As far as planting trees and expanding the Endless Orchard, we encourage people to do it on their own impulse, to transform their communities into public artworks using fruit trees and the public right-of-way as the framework. We feel that the work should carry on with or without us.
The artist in history is one of the only cultural characters that are allowed to go through social boundaries. We can move through class systems, political systems, and language barriers.
We were able to create this project with support of foundations like Creative Capital and other foundations, like Muriel Pollia Foundation. The result of this incredible effort, that Creative Capital took a risk with us in making, is that we were able to install fruit parks in 19 different cities across the United States. We were able to impact communities in incredibly various ways that are not temporary. A lot of times you think about public art—it might be a sculpture or a mural, that might last forever. Other times it may be sensational or experiential, like an event, and it might be extremely temporary. What we’re excited about is that these trees will be here for generations. In many cases they are declared as works of art, so that those spaces we co-created with community leadership and the public must persist in the public realm as a place for sharing. The fruit trees will be replaced, if necessary.
As far as moving forward with the project, we’re working on a publication where we’re taking all of the notes and ideas—including interviews, papers, and documents—from some of our favorite projects we’ve worked on, and making that available for everyone. We are going to share that openly as an electronic download, so that people can use our projects as an example of successful community-engagement, achievable government support, and collaboration with local leadership to get everyone involved and expand the Endless Orchard project.
Alex—How do you approach each project and commission? Since you’ve worked all over the world, I’m sure it’s a different process each time.
Austin—When we get a commission, our workflow is always different because it’s always a different ask. We have started doing more immersive art installation projects. For instance, at the Wexner Center for the Arts in Columbus, Ohio, we also did an epic art installation, called Block After Block, along with two permanent public park projects in the city. For the Victoria and Albert Museum in London, we were commissioned to create a wallpaper from their permanent collection, which we exhibited alongside maps we made of public fruit in different areas of the city.
As we began working with fruit, the subject of fruit opened up exponentially. There are so many ways you can think about it. We became really clear that fruit is a cultural object. It’s really exciting to get invited to places like Tel Aviv and discover which fruits are important to those cities, and what is growing in public spaces there. We’ll talk with a lot of people and photograph fruits that we find in those public spaces. We will map the city while we’re doing this, and we’ll go deep into local culture. For example, in Tel Aviv, there is thousands of years of history of cultivating fruit.

> _SUPPLIED INFORMATION_:
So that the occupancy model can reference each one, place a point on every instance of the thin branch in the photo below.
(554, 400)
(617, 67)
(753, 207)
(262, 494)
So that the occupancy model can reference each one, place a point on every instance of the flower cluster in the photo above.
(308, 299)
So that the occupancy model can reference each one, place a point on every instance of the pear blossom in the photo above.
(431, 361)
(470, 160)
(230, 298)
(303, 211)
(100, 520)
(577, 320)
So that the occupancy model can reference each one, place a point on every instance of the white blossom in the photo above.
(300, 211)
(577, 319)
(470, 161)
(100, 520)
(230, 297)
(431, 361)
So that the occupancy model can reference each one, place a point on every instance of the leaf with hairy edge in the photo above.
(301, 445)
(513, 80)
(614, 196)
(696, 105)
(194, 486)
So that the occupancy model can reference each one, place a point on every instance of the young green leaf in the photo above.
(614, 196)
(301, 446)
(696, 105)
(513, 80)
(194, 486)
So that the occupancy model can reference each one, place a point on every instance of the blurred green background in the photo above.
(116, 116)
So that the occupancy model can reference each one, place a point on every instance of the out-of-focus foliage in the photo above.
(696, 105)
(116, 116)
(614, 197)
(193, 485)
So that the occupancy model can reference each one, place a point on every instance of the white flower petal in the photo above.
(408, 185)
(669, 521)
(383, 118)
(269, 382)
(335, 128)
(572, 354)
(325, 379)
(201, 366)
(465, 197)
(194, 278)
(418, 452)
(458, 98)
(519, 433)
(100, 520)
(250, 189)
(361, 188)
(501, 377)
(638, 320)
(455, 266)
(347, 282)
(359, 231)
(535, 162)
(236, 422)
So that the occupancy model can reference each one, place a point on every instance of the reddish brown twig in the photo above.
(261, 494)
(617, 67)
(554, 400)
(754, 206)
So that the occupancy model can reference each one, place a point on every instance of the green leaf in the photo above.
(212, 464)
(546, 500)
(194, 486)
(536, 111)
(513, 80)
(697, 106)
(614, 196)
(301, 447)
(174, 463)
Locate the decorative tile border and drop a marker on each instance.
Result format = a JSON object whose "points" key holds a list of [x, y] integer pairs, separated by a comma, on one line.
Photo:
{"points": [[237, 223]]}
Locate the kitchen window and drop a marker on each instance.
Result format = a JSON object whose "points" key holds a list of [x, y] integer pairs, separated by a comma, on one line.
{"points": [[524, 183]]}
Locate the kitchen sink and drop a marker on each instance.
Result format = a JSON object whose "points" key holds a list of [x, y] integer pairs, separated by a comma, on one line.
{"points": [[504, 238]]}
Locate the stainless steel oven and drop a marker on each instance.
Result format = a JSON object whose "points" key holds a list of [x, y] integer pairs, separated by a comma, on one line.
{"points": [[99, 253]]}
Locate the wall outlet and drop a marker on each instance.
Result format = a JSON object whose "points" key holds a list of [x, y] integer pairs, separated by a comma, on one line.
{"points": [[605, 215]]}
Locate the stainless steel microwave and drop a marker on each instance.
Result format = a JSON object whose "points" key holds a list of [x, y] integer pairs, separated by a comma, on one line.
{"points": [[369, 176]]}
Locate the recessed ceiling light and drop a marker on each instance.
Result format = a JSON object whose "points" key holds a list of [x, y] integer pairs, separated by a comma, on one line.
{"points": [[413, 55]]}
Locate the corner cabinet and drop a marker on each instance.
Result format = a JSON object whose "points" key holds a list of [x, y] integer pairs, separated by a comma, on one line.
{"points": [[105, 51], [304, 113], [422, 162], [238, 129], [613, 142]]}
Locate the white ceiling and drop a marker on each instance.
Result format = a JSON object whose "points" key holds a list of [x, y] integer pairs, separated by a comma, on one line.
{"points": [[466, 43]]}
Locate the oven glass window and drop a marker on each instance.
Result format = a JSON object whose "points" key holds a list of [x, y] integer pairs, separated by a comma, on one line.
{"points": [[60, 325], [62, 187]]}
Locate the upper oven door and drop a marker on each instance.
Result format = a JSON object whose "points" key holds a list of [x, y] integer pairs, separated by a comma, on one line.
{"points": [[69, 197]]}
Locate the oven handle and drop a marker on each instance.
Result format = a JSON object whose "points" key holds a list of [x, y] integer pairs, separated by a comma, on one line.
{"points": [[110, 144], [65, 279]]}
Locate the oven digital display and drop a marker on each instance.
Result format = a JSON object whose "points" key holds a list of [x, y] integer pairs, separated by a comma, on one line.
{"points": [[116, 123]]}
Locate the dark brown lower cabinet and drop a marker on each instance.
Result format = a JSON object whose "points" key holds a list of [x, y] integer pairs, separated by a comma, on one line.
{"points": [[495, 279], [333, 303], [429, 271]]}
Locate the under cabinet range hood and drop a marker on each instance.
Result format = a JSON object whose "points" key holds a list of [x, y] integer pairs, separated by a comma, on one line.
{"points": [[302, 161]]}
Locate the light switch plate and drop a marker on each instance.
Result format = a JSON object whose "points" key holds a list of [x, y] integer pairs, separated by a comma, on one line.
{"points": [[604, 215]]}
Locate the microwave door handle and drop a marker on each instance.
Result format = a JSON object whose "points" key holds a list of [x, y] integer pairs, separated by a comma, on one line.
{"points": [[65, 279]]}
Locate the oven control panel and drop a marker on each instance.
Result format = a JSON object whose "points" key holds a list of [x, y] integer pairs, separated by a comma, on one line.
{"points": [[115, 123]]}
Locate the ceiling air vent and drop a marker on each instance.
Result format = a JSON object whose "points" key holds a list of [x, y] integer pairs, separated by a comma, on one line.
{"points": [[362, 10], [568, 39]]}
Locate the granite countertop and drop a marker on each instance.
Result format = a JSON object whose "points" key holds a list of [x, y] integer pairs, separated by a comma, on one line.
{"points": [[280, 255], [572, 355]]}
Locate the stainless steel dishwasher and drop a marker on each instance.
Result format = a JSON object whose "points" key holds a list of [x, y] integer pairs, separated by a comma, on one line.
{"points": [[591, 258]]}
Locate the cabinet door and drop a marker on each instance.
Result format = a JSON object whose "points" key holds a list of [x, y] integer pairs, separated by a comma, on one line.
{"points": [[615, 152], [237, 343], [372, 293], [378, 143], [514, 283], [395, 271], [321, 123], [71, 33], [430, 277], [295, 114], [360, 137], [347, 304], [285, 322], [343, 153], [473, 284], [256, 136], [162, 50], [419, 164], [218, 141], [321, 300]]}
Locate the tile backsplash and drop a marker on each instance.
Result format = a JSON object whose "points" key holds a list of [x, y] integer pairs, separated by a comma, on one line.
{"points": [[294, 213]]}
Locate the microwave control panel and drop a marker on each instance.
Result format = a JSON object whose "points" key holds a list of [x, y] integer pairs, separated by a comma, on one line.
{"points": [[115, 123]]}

> _WHAT IS NEEDED_:
Which foundations and arts institutions does the Endless Orchard text name?

> _ANSWER TO THE EXERCISE_:
- Creative Capital
- Muriel Pollia Foundation
- Wexner Center for the Arts
- Victoria and Albert Museum